EXERCISE: Write out the line that has "Would you mind pointing out the cutting" in it, along with each line that comes after it until the listing ends, and add nothing.

GIVEN ENTRIES:
****************

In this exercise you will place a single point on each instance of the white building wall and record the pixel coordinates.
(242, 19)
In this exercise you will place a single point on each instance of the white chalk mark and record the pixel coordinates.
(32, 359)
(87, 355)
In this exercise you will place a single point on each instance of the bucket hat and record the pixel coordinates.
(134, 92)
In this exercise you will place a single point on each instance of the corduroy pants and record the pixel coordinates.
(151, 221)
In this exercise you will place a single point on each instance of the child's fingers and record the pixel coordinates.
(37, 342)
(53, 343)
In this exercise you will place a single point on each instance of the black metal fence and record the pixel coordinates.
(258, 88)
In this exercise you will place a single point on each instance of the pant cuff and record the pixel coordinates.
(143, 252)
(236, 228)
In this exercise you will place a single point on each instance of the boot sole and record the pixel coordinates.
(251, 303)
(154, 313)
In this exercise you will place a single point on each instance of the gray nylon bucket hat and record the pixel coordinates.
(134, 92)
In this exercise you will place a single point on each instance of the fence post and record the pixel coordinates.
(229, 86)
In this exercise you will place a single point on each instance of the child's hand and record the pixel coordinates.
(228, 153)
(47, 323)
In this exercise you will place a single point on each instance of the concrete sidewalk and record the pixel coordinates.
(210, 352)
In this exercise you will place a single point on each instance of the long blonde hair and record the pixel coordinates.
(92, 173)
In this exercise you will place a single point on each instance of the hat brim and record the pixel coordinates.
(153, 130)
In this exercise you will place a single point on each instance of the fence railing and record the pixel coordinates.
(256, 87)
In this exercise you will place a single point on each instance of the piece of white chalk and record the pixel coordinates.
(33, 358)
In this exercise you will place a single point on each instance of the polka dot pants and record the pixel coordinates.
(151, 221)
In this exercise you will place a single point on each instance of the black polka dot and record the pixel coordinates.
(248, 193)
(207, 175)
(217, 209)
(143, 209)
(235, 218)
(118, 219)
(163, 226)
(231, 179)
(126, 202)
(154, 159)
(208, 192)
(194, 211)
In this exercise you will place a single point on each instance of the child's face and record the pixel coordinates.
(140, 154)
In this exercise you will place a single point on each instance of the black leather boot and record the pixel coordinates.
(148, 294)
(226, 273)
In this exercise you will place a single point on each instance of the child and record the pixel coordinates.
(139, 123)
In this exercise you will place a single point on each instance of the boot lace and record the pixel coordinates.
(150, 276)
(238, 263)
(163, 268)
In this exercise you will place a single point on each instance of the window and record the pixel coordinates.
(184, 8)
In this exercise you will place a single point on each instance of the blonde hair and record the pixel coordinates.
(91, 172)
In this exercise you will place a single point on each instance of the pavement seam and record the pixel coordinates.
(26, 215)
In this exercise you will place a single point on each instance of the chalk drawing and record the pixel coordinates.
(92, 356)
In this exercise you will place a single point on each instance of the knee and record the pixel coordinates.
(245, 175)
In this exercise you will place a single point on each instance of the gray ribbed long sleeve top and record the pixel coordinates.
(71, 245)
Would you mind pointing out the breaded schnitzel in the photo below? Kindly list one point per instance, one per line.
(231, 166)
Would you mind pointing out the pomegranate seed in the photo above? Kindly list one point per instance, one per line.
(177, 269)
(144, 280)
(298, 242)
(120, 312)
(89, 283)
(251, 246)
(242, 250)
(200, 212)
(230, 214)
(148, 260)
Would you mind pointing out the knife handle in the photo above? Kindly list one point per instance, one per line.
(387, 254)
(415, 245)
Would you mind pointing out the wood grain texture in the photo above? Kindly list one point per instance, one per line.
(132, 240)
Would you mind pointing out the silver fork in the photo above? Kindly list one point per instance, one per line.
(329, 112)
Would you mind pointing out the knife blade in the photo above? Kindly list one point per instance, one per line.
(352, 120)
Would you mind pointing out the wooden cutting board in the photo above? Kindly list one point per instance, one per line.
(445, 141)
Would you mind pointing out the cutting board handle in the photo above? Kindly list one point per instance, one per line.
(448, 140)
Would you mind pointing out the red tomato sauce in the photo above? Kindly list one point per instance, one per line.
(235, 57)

****************

TASK SOLUTION:
Would you mind pointing out the cutting board handle in the photo above? Kindly list one point per instance, one per line.
(448, 140)
Would you mind pointing out the red tomato sauce in the photo above? Kindly list one point per instance, one per line.
(235, 57)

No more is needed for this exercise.